Items for labeling image boundaries
* Begin *

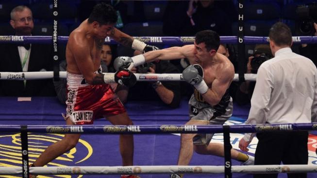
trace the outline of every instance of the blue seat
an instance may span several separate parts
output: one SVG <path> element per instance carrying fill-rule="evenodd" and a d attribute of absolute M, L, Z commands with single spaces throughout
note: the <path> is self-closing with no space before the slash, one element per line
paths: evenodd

* End *

Exercise instructions
Copy every line of the items above word for word, leaving out the pictures.

Response
trace the outline of every instance of the blue seat
an instance may span several separate parts
output: one SVG <path> element per instance carrying fill-rule="evenodd" and a d attribute of absolute M, L, Z commands with single spaces throughout
note: the <path> is self-closing with no space before the slash, one element per line
paths: evenodd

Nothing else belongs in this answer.